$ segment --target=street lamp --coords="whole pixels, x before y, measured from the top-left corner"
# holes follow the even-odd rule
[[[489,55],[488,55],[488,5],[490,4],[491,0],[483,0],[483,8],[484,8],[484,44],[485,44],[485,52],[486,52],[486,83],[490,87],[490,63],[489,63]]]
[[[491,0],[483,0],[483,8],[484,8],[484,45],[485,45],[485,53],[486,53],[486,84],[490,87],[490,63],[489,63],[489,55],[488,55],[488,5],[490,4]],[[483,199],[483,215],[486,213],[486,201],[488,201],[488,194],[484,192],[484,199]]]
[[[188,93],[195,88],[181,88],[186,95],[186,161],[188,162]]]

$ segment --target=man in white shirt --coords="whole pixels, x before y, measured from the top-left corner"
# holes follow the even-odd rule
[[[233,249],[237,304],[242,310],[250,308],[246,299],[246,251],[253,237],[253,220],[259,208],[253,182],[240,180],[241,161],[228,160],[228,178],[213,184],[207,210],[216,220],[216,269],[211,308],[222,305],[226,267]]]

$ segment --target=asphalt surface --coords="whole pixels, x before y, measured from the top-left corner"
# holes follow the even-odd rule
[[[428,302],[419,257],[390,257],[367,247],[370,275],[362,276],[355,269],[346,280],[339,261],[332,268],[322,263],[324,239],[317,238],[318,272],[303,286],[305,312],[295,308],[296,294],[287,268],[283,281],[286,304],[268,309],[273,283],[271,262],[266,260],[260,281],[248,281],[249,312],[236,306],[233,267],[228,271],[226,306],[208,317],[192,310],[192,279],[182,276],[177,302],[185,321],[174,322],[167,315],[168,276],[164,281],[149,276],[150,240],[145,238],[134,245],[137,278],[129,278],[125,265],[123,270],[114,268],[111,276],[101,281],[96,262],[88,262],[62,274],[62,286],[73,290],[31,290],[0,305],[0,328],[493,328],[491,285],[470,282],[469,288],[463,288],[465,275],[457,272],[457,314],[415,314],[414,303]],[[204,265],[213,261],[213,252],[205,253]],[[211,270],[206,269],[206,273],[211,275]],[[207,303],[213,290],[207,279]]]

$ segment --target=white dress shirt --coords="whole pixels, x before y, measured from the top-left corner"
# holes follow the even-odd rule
——————
- **TO DO**
Repeat word for word each line from the one with "segment --target=white dress" to the end of the records above, inclusive.

- **OUTPUT BELOW**
$ segment --target=white dress shirt --coords="whole pixels, x before y, measured from the top-left corner"
# holes follow the even-odd rule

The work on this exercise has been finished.